*Task goal*: Output every entry exactly as written.
►
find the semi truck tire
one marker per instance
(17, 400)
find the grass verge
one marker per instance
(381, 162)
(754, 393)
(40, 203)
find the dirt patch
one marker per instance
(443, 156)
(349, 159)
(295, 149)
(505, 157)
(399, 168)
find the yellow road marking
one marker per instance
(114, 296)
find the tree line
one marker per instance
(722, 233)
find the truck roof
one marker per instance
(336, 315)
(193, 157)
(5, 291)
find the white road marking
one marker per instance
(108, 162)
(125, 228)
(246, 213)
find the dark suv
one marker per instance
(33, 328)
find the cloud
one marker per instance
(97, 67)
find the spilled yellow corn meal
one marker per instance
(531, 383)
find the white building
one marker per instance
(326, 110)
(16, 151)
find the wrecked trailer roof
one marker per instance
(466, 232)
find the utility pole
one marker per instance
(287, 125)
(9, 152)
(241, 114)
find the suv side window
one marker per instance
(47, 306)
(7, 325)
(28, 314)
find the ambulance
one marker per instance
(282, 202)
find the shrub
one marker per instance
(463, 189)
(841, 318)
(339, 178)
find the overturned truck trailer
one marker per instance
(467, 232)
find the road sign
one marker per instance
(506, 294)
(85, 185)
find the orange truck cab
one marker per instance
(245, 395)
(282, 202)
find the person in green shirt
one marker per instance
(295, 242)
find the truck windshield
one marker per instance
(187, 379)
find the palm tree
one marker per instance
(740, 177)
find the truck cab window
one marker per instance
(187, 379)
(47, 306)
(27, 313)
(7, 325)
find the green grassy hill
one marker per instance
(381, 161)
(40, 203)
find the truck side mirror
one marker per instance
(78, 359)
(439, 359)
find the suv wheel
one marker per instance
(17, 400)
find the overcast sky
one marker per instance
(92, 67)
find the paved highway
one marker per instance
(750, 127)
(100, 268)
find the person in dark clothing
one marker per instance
◄
*Reply to the task*:
find the semi truck tire
one marker per instance
(17, 400)
find the grass verge
one marker per instance
(381, 162)
(754, 393)
(40, 203)
find the dirt patch
one marker per instance
(443, 156)
(349, 159)
(295, 149)
(505, 157)
(399, 168)
find the yellow road marking
one marker per instance
(114, 296)
find the tree line
one marker per instance
(722, 233)
find the truck roof
one marker per instance
(336, 315)
(193, 157)
(5, 291)
find the white road marking
one marker per instance
(108, 162)
(125, 228)
(246, 213)
find the dark suv
one marker per instance
(33, 328)
find the cloud
one marker per instance
(97, 67)
find the spilled yellow corn meal
one marker per instance
(531, 383)
find the white building
one marker per instance
(326, 110)
(16, 151)
find the wrecked trailer roof
one marker per instance
(466, 232)
find the utility pole
one marker per instance
(287, 125)
(9, 152)
(241, 114)
find the suv side window
one marker per instance
(47, 306)
(7, 325)
(28, 314)
find the ambulance
one marker per instance
(282, 202)
find the shrub
one marker per instance
(463, 189)
(841, 318)
(339, 178)
find the overturned truck trailer
one marker per instance
(467, 232)
find the road sign
one marker per instance
(506, 294)
(85, 185)
find the orange truck cab
one marker per instance
(245, 395)
(282, 202)
find the person in green shirt
one marker per instance
(295, 242)
find the truck windshield
one marker per instance
(187, 379)
find the palm tree
one marker per instance
(740, 177)
find the truck cab window
one marker per instance
(187, 379)
(47, 306)
(27, 313)
(7, 325)
find the green grassy hill
one marker per instance
(381, 161)
(40, 203)
find the truck side mirror
one marker per instance
(78, 359)
(439, 359)
find the suv wheel
one marker per instance
(17, 400)
find the overcast sky
one marker per instance
(92, 67)
find the paved highway
one marker per instance
(750, 127)
(100, 268)
find the person in dark clothing
one marker per instance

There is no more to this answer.